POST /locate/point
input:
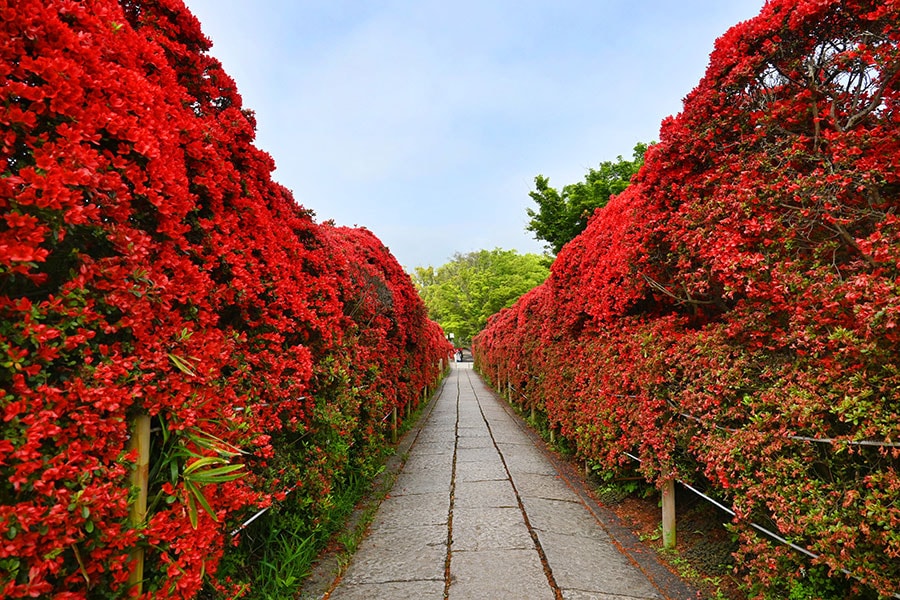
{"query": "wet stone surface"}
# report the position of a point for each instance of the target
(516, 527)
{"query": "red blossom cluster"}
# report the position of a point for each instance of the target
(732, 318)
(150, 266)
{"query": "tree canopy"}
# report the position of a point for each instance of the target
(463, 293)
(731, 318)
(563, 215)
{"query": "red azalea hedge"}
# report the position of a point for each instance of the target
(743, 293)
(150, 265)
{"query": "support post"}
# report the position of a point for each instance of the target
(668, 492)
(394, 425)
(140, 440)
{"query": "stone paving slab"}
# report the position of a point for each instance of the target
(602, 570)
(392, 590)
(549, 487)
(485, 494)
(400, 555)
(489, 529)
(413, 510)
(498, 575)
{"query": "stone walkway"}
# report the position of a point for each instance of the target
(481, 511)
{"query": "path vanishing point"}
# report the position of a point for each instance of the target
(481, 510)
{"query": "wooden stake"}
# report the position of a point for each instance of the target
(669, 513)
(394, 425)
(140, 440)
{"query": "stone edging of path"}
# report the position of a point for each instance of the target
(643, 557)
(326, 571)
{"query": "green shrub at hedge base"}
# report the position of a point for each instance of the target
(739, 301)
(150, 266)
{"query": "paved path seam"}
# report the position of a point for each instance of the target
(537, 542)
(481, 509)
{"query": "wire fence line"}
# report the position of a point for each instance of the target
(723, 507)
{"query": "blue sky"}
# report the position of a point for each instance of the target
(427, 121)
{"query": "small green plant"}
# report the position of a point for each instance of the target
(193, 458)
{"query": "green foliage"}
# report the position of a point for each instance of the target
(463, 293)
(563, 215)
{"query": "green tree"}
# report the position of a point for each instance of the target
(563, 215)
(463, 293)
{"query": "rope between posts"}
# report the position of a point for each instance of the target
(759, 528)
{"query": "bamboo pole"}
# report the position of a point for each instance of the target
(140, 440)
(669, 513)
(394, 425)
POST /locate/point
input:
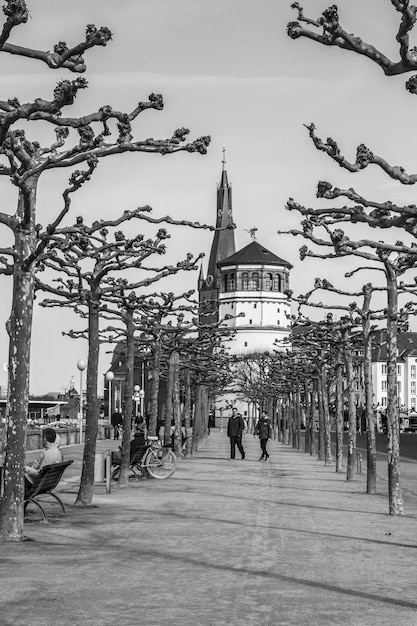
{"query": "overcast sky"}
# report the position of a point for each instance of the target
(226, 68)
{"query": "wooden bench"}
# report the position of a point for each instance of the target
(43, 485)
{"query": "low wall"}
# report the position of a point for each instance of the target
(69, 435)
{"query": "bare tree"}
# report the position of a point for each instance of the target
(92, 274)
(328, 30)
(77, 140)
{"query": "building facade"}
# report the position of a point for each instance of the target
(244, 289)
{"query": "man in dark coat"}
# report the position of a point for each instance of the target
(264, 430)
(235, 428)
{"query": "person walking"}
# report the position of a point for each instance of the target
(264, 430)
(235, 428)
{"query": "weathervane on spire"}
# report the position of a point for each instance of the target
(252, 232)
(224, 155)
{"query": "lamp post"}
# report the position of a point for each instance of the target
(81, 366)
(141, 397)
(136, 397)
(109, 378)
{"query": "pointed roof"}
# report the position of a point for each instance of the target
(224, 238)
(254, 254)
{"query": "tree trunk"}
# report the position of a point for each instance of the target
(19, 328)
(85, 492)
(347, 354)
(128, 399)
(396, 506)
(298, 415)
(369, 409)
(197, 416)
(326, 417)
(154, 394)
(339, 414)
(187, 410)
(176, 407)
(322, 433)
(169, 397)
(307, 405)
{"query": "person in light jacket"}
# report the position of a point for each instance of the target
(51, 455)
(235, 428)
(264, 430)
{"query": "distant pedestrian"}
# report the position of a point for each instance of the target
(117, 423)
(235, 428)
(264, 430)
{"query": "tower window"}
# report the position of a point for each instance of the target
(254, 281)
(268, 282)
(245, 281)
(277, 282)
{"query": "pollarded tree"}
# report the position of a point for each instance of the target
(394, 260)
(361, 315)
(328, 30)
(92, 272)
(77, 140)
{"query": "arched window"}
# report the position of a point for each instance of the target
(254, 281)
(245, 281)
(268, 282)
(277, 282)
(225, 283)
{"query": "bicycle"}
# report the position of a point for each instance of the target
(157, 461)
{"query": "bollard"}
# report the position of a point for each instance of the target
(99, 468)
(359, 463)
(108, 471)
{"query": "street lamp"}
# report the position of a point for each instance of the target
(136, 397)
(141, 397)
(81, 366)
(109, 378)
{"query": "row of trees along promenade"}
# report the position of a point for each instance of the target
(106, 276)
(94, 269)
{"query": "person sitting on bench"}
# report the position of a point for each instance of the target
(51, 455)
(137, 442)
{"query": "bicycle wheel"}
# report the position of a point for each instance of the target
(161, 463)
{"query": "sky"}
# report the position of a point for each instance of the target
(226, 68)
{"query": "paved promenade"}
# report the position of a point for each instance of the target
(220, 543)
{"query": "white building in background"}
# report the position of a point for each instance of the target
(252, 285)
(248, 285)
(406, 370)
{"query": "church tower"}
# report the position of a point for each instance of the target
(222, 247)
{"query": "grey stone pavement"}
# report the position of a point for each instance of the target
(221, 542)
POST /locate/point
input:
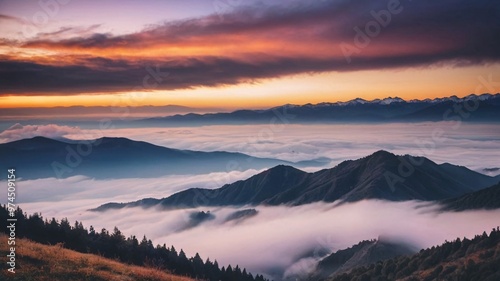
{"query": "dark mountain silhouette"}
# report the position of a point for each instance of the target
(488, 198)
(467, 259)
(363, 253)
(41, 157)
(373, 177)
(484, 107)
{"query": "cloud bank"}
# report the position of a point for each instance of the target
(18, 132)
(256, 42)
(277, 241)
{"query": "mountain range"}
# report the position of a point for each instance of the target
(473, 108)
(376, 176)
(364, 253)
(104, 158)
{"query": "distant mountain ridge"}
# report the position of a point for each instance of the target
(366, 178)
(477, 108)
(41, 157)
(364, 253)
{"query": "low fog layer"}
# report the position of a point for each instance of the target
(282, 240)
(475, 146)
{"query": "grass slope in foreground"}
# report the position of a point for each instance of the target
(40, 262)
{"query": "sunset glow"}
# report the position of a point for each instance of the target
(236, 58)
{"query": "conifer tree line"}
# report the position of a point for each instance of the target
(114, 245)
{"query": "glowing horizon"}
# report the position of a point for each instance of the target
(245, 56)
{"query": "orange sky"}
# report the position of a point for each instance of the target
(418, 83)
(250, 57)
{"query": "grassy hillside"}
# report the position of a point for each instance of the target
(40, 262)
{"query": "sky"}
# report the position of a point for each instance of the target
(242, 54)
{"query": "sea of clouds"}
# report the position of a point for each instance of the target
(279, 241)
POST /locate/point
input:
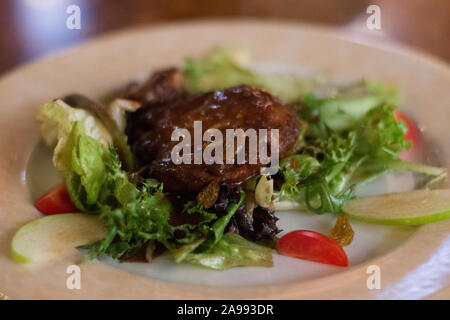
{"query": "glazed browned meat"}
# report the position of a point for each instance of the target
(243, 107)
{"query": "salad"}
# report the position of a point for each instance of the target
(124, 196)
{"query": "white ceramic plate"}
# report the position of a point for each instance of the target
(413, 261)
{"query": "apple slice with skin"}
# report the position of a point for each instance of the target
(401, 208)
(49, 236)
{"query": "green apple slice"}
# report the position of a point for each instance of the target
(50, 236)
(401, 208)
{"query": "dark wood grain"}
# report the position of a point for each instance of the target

Stated goal:
Give back every line exactly as it stands, pictures excluded.

In response:
POST /locate/point
input:
{"query": "wet stone surface"}
# report the position of a point for each instance of the target
(516, 527)
{"query": "red blossom cluster"}
# report the position of a point for each instance of the target
(732, 318)
(150, 266)
{"query": "tree canopy"}
# report the position of a point for each instance of the target
(463, 293)
(731, 318)
(563, 215)
{"query": "red azalea hedge"}
# report the position of a point for each instance of the target
(743, 293)
(150, 265)
{"query": "support post"}
# report the position of a point for each instance of the target
(668, 492)
(394, 425)
(140, 440)
{"query": "stone paving slab"}
# report the position of a point for each instance of the target
(602, 570)
(392, 590)
(549, 487)
(485, 494)
(400, 555)
(489, 529)
(413, 510)
(498, 575)
{"query": "stone walkway"}
# report the position of a point for each instance of the target
(481, 511)
{"query": "path vanishing point"}
# report the position of a point for each instance of the target
(481, 510)
{"query": "wooden stake"}
# report the position of a point for each instance of the target
(669, 513)
(394, 425)
(140, 440)
{"query": "stone edging of path"}
# report the position of a point for each instance of the target
(643, 557)
(326, 571)
{"query": "green shrub at hedge base"}
# report the position of a point for each instance of the target
(739, 301)
(150, 266)
{"query": "paved path seam"}
# report the position of a point for each instance of the target
(537, 542)
(481, 509)
{"query": "wire fence line"}
# report the position of a point for each instance of the target
(723, 507)
{"query": "blue sky"}
# report the position of a point for each instance of the target
(427, 121)
{"query": "small green plant"}
# report the position of a point for each instance of the target
(193, 458)
{"query": "green foliage"}
# report the position of a point for each instance of the target
(463, 293)
(563, 215)
{"query": "green tree"}
# report the position of a point for each instance of the target
(563, 215)
(463, 293)
{"query": "rope between posts"}
# report the position of a point for each instance of the target
(759, 528)
{"query": "bamboo pole"}
# report the position of a point for each instance of the target
(140, 440)
(669, 513)
(394, 425)
POST /locate/point
input:
{"query": "overcast sky"}
# report the position of a point for each instance of the target
(226, 68)
{"query": "wooden bench"}
# report the position of a point for each instance of the target
(43, 485)
{"query": "low wall"}
# report the position of a point for each instance of the target
(69, 435)
{"query": "bare tree"}
# report the position of a point for each instance of the target
(92, 274)
(328, 30)
(77, 140)
{"query": "building facade"}
# report the position of a point for each instance of the target
(244, 289)
{"query": "man in dark coat"}
# report the position of a point for each instance of the target
(264, 430)
(235, 428)
{"query": "person walking"}
# report the position of a point for each instance of the target
(264, 430)
(235, 428)
{"query": "weathervane on spire"}
# report the position of a point for each instance of the target
(252, 232)
(224, 155)
{"query": "lamp post"}
# report the position of a point for each instance of the target
(81, 366)
(141, 397)
(136, 397)
(109, 378)
{"query": "pointed roof"}
# report the position of a point for each instance of the target
(224, 238)
(254, 254)
{"query": "tree trunk"}
# report the position of a point for each instance of the target
(19, 328)
(85, 492)
(347, 354)
(128, 399)
(396, 506)
(298, 415)
(369, 409)
(197, 416)
(326, 417)
(154, 394)
(339, 414)
(187, 410)
(176, 407)
(322, 433)
(169, 397)
(307, 405)
{"query": "person in light jacket"}
# report the position of a point for each instance of the target
(51, 455)
(235, 428)
(264, 430)
{"query": "distant pedestrian"}
# report the position of a point for each instance of the target
(117, 423)
(235, 428)
(264, 430)
{"query": "tower window"}
# report the position of a point for each instance of the target
(254, 281)
(268, 282)
(245, 281)
(277, 282)
{"query": "pollarded tree"}
# report the position of a point for each instance of the target
(394, 260)
(361, 315)
(328, 30)
(92, 272)
(77, 140)
{"query": "arched window"}
# report the position of a point for each instance of the target
(254, 281)
(245, 281)
(268, 282)
(277, 282)
(225, 283)
{"query": "bicycle"}
# report the position of a point for each instance of the target
(157, 461)
{"query": "bollard"}
# report the position of a point for each instance of the target
(99, 468)
(359, 463)
(108, 471)
{"query": "street lamp"}
# report the position of a point for each instance of the target
(136, 397)
(141, 397)
(81, 366)
(109, 378)
{"query": "row of trees along promenade"}
# report the position of a point for each instance of the target
(106, 276)
(94, 269)
{"query": "person sitting on bench"}
# report the position of a point for each instance of the target
(51, 455)
(137, 442)
{"query": "bicycle wheel"}
# report the position of a point for each instance of the target
(161, 463)
{"query": "sky"}
# report the position of a point for each instance of the target
(226, 68)
{"query": "paved promenade"}
# report the position of a point for each instance of the target
(220, 543)
{"query": "white building in background"}
# report the position of a point for each instance of the target
(252, 285)
(248, 285)
(406, 370)
{"query": "church tower"}
# report the position of a point for each instance of the target
(222, 247)
{"query": "grey stone pavement"}
# report the position of a point for each instance of the target
(221, 542)
POST /locate/point
input:
{"query": "dark mountain silhouette"}
# report the position of a point for each instance of the target
(488, 198)
(467, 259)
(363, 253)
(41, 157)
(373, 177)
(484, 107)
{"query": "cloud bank"}
# report the position of a point for each instance of the target
(18, 132)
(256, 42)
(277, 241)
{"query": "mountain range"}
# report the position of a point for each instance of the target
(473, 108)
(376, 176)
(364, 253)
(104, 158)
{"query": "distant mountain ridge"}
# report the position of a point for each instance of the target
(366, 178)
(477, 108)
(41, 157)
(364, 253)
{"query": "low fog layer"}
# report the position of a point for each instance of the target
(282, 240)
(475, 146)
{"query": "grass slope in foreground"}
# report the position of a point for each instance of the target
(40, 262)
{"query": "sunset glow"}
# report the position of a point for each instance of the target
(236, 58)
{"query": "conifer tree line"}
# report the position of a point for each instance of the target
(114, 245)
{"query": "glowing horizon"}
# report the position of a point for each instance of the target
(245, 56)
{"query": "orange sky"}
# report the position of a point for each instance of the target
(418, 83)
(250, 57)
{"query": "grassy hillside"}
# report the position of a point for each instance of the target
(40, 262)
{"query": "sky"}
# report the position of a point for each instance of the target
(242, 54)
{"query": "sea of clouds"}
# report the position of a point for each instance of the target
(279, 241)
POST /locate/point
input:
{"query": "glazed browned meat"}
# report the position of a point for each instance of the target
(243, 107)
{"query": "salad"}
# report the position of a point for each instance of the target
(124, 196)
{"query": "white ceramic plate"}
# report the position of a point for each instance of the target
(413, 261)
{"query": "apple slice with skin"}
# report the position of a point for each instance of the target
(401, 208)
(49, 236)
{"query": "green apple slice"}
# report the position of a point for each instance of the target
(50, 236)
(401, 208)
{"query": "dark wood grain"}
# report the position of a point for each instance of the target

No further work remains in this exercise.